** START OF DATA FOR THIS TASK **
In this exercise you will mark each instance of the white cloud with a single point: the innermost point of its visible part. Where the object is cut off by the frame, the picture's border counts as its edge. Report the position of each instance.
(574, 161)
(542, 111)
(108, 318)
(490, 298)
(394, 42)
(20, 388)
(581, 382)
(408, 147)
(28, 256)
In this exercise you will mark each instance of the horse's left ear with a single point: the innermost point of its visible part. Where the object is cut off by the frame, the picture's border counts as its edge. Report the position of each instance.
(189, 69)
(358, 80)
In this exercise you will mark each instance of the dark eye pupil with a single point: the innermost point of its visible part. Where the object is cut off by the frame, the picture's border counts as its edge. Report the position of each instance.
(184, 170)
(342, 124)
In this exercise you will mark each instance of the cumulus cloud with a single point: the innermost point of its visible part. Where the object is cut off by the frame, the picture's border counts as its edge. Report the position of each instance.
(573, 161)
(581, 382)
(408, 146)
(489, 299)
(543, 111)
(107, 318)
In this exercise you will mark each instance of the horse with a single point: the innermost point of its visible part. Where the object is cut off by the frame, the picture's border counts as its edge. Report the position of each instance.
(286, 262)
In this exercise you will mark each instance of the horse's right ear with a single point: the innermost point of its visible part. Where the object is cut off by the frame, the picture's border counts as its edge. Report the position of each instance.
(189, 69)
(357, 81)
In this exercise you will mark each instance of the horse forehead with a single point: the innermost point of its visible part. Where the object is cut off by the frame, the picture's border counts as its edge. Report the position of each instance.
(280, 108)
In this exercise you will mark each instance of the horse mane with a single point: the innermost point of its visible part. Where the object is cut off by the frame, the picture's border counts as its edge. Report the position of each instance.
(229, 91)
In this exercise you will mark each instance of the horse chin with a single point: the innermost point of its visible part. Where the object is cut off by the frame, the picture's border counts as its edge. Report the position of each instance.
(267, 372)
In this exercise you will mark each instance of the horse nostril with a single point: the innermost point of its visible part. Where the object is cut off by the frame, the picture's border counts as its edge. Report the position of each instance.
** END OF DATA FOR THIS TASK **
WORK REQUIRED: Copy the items above from the line with "the horse chin" through the end of the items, replacing "horse nostril" with "horse's nostril" and leaving everything else unchanged.

RESULT BELOW:
In this exercise you will mark each instance of the horse chin with a single point: the innermost point of its visible part. Where the object is cut off by the frame, the picture's border counts as its edge. Report the position of each instance.
(267, 372)
In this exercise you will mark each instance of the horse's nostril with a single point: the innermost point of its visible part. Where the object is cut off by the frame, the picture's border counts as its edge. Report the position of each instance.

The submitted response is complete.